## What needs to be done
Can you rewrite the rows below, swapping every "Report" for "Result" and leaving everything else untouched?

## Entries
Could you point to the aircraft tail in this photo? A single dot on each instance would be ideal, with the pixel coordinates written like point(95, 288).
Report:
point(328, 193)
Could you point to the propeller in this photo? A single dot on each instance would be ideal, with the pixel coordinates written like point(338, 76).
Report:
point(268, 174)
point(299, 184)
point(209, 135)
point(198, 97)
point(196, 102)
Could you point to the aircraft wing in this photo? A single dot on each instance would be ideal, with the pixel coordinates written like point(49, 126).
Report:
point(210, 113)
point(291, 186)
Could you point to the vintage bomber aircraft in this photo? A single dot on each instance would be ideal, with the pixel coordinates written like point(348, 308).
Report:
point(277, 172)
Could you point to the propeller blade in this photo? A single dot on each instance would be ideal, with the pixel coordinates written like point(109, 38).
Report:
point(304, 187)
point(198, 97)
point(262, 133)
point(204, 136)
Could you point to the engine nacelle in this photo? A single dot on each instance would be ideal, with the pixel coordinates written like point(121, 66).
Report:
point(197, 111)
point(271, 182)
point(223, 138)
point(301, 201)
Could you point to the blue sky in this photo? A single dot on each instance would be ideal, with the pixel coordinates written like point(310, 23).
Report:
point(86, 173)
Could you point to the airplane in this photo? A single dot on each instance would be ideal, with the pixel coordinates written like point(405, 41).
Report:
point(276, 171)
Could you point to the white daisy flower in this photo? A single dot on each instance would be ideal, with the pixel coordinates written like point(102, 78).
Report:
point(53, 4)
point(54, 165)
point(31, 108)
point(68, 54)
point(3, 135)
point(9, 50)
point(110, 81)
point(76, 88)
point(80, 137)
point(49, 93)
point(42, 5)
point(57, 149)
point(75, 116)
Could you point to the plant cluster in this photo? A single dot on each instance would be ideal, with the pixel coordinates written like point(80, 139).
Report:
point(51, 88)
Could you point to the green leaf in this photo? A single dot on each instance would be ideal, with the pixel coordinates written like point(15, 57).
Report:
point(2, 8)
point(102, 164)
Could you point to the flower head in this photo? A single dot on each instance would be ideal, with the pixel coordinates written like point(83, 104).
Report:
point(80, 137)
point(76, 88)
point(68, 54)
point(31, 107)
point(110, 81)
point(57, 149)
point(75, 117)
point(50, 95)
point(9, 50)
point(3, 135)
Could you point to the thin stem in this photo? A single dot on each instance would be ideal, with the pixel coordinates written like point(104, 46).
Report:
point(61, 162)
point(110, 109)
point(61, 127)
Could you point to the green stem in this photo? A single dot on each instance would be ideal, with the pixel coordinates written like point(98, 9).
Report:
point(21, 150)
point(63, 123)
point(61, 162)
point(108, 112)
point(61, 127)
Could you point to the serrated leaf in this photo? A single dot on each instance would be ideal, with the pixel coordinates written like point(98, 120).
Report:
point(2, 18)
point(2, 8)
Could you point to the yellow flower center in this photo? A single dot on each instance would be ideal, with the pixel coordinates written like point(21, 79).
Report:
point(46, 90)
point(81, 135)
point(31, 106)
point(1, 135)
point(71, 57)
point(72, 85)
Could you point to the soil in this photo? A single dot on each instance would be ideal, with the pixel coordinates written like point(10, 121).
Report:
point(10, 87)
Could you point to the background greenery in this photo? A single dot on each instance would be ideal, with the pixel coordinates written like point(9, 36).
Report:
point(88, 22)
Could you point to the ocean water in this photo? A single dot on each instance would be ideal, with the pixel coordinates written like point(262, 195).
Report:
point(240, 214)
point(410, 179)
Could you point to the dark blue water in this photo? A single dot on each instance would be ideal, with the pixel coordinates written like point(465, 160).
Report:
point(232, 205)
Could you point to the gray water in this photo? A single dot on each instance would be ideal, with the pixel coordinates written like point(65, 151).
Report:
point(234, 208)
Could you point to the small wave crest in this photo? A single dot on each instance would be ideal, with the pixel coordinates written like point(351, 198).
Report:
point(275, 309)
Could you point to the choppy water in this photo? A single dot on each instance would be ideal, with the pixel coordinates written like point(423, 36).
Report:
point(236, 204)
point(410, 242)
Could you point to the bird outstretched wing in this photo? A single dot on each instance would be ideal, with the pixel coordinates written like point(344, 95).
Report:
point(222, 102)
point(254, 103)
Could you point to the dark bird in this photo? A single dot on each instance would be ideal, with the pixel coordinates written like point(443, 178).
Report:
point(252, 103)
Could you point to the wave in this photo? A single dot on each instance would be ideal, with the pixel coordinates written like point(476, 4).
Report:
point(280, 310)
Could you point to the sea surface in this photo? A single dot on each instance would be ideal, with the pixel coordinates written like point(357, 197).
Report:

## In response
Could you point to the aircraft tail in this photo? A single dot on each instance would be ideal, with the pixel coordinates written like point(95, 288).
Result:
point(328, 193)
Could you point to the propeller in this photo? A single dot on each instance would be ideal, with the pixel coordinates written like point(338, 76).
Result:
point(268, 174)
point(299, 184)
point(209, 135)
point(198, 97)
point(196, 102)
Could you point to the aircraft wing in this photo? A single dot on each instance would be ideal, with the pixel coordinates written like point(49, 126).
Result:
point(210, 113)
point(291, 186)
Could you point to the vintage bomber aircraft in this photo? A single dot on each instance would be ideal, with the pixel coordinates written like point(348, 308).
Result:
point(277, 172)
Could you point to the propeller blade in this photo? A single dot on each instance would be ideal, with the pixel coordinates written like point(109, 38).
Result:
point(304, 187)
point(198, 97)
point(262, 133)
point(204, 136)
Could you point to the engine nacelle in this photo? A single dot on each instance would be ideal, with the pixel coordinates written like point(121, 66).
Result:
point(197, 111)
point(271, 182)
point(223, 138)
point(301, 201)
Could you point to the blue sky in this photo? A single dot on each instance would be ideal, with the pixel coordinates written like point(310, 23).
Result:
point(86, 173)
Could you point to the airplane in this photo? A single dot on each instance would be ideal, with the pixel coordinates written like point(405, 41).
Result:
point(276, 171)
Could you point to the white daisy flower in this photo? A single dot on each instance would be ideal, with the pixel coordinates written like point(102, 78).
Result:
point(53, 4)
point(54, 165)
point(31, 108)
point(68, 54)
point(3, 135)
point(9, 50)
point(110, 81)
point(76, 88)
point(80, 137)
point(49, 93)
point(42, 5)
point(57, 149)
point(75, 116)
Could you point to the plant cluster in this photo? A single dot on each instance would be ideal, with the pixel coordinates written like point(80, 139).
Result:
point(51, 88)
Could you point to the green leaf in this photo? A single dot on each instance would be ideal, with the pixel coordinates written like point(15, 57).
Result:
point(2, 8)
point(102, 164)
Could you point to the flower head in this photo? A single dot on each instance would be ideal, with the pixel coordinates written like point(83, 104).
Result:
point(80, 137)
point(76, 88)
point(68, 54)
point(31, 107)
point(110, 81)
point(57, 149)
point(75, 117)
point(50, 95)
point(9, 50)
point(3, 135)
Could you point to the thin stem in this photo? A single dot on each instance would be ideal, with the pixel coordinates written like point(104, 46).
Result:
point(61, 162)
point(110, 109)
point(61, 127)
Could you point to the green stem in this photo? A single dot on each instance would be ideal, with the pixel coordinates written like point(98, 9).
Result:
point(21, 150)
point(63, 123)
point(61, 162)
point(108, 112)
point(61, 127)
Could you point to the serrated leaf in this photo? A single dot on each instance would be ideal, with the pixel coordinates written like point(98, 120).
Result:
point(2, 18)
point(2, 8)
Could you point to the yellow flower center in this photo? A single dot on each instance would be ideal, with the pixel coordinates written like point(21, 79).
Result:
point(46, 90)
point(81, 135)
point(31, 106)
point(1, 135)
point(71, 57)
point(72, 85)
Could you point to the soil in this photo? A single dot on each instance would be ideal, with the pixel coordinates written like point(10, 121).
Result:
point(10, 87)
Could you point to the background greenery in this photo? A single dot on each instance would be ideal, with the pixel coordinates written like point(9, 36).
Result:
point(88, 22)
Could you point to the ocean water in this photo? A single dot on each instance would be ideal, with the pixel coordinates written like point(262, 195).
Result:
point(240, 214)
point(410, 179)
Could you point to the dark blue water in this photo? A single dot on each instance would be ideal, with the pixel coordinates written like point(465, 160).
Result:
point(232, 205)
Could you point to the gray water in this photo? A single dot on each instance would be ideal, with the pixel coordinates written like point(65, 151).
Result:
point(234, 208)
Could you point to the small wave crest in this photo? A single dot on each instance would be ideal, with the pixel coordinates written like point(351, 198).
Result:
point(275, 309)
Could you point to the choppy water in this photo? A single dot on each instance would be ideal, with the pixel coordinates written like point(423, 36).
Result:
point(236, 204)
point(410, 242)
Could you point to the bird outstretched wing in this photo? A single dot on each instance would be ideal, with the pixel coordinates written like point(344, 95).
Result:
point(222, 102)
point(254, 103)
Could you point to the dark bird in this photo? A single dot on each instance would be ideal, with the pixel coordinates written like point(443, 178).
Result:
point(252, 103)
Could you point to the wave in this photo? A single dot on each instance would be ideal, with the pixel coordinates written like point(476, 4).
Result:
point(280, 310)
Could you point to the sea surface in this photo? A single dot on each instance would be ideal, with the pixel coordinates written like point(357, 197).
Result:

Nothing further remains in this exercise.